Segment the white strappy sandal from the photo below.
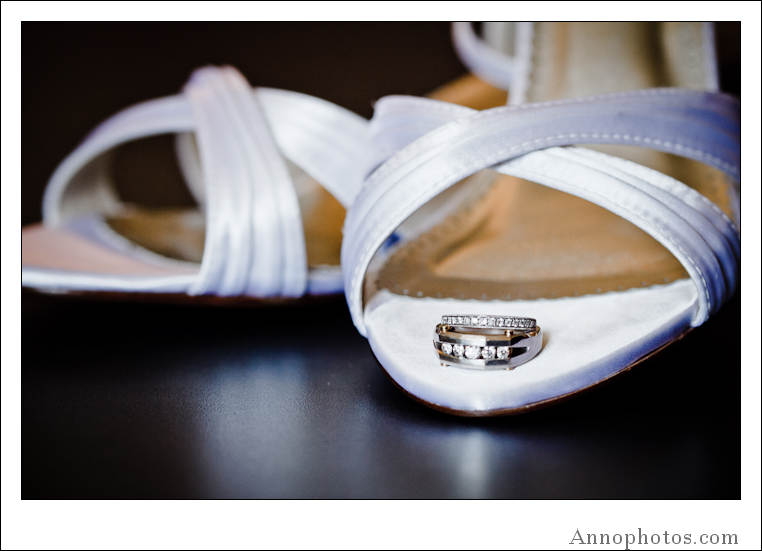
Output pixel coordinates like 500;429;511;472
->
342;23;740;415
22;67;368;301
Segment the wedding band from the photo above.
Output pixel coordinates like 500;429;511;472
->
434;315;542;370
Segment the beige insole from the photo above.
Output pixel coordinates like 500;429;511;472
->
374;23;730;299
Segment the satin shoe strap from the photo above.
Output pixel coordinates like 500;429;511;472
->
43;68;369;296
342;89;740;331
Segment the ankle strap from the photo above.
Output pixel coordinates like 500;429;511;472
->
342;89;740;332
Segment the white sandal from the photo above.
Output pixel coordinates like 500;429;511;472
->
342;23;740;415
22;67;368;301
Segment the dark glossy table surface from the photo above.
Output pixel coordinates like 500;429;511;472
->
21;23;740;498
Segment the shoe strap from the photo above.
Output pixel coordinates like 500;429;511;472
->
452;21;533;104
342;89;740;332
43;67;369;296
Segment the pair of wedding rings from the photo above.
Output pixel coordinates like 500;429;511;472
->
434;314;542;369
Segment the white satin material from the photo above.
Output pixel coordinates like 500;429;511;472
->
39;67;370;297
452;21;533;105
342;90;740;334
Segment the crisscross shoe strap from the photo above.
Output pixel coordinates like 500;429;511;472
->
43;67;369;297
342;89;740;333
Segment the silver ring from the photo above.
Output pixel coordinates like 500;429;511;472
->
434;315;542;370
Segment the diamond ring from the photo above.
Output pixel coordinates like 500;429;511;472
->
434;315;542;369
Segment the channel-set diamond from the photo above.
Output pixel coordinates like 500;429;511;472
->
442;315;537;329
482;346;495;360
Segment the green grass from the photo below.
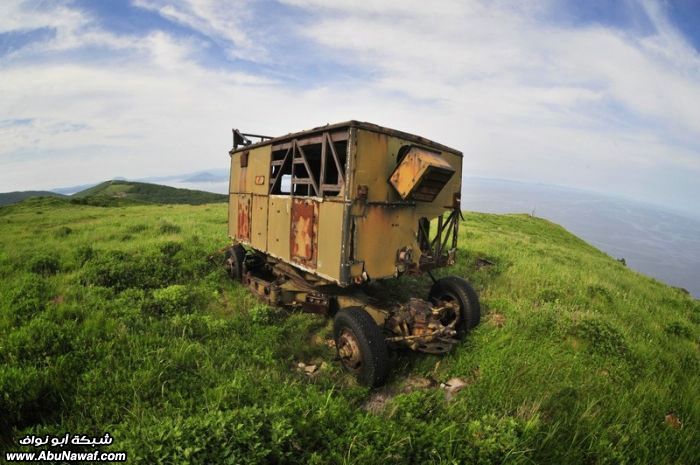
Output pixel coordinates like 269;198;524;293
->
0;191;64;206
0;199;700;464
0;180;228;207
71;181;228;206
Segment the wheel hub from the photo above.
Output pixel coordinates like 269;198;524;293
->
336;330;362;371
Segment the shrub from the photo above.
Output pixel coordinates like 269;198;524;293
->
126;223;148;234
4;318;75;364
158;221;181;234
664;321;693;339
144;284;201;315
29;252;61;276
10;275;51;323
572;318;627;355
75;245;96;266
82;250;144;291
54;226;73;238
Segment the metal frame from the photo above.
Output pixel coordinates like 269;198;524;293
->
268;131;349;197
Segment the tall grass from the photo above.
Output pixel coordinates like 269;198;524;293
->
0;199;700;464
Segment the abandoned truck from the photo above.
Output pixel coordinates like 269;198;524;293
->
225;121;480;386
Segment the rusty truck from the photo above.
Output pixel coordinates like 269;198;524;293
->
225;121;480;386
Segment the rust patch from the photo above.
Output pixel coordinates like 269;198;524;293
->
237;195;251;242
389;147;455;202
289;199;318;268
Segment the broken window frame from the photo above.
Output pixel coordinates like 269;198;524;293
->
268;130;349;197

━━━━━━━━━━━━━━━━

• THE REQUEST:
Reproduce the data from the line with "Segment the pair" to the line with "336;330;362;371", both included, leaving the pictures out of your answer.

• REPLY TO THE EXERCISE:
Segment the pair of wedding rings from the photo above.
Output pixel coordinates like 500;429;511;472
->
434;314;542;369
Segment the white satin material from the photo above.
Output pixel coordinates like 500;429;511;472
->
39;67;370;297
452;21;533;105
342;90;740;334
Segment the crisscross shoe strap from the photo above.
Output pixel coordinates like 500;429;511;472
->
43;67;369;297
342;89;740;333
Segment the silver ring from the photo above.
Output pixel coordinates like 500;429;511;472
->
434;315;542;370
Segment the diamond ring from the photo above.
Output pixel coordinates like 500;429;511;472
->
434;315;542;369
Segment the channel-set diamond from the photo above.
Output pixel coordinates like 500;429;511;472
->
442;315;537;329
482;346;495;360
Segment the green grass from the photo below.
Output pixel coordinates like 269;198;524;293
->
0;191;64;206
0;199;700;464
0;180;228;207
71;181;228;206
Segment the wheel hub from the photo above.
Output pixel coordinates like 269;198;524;293
->
336;330;362;371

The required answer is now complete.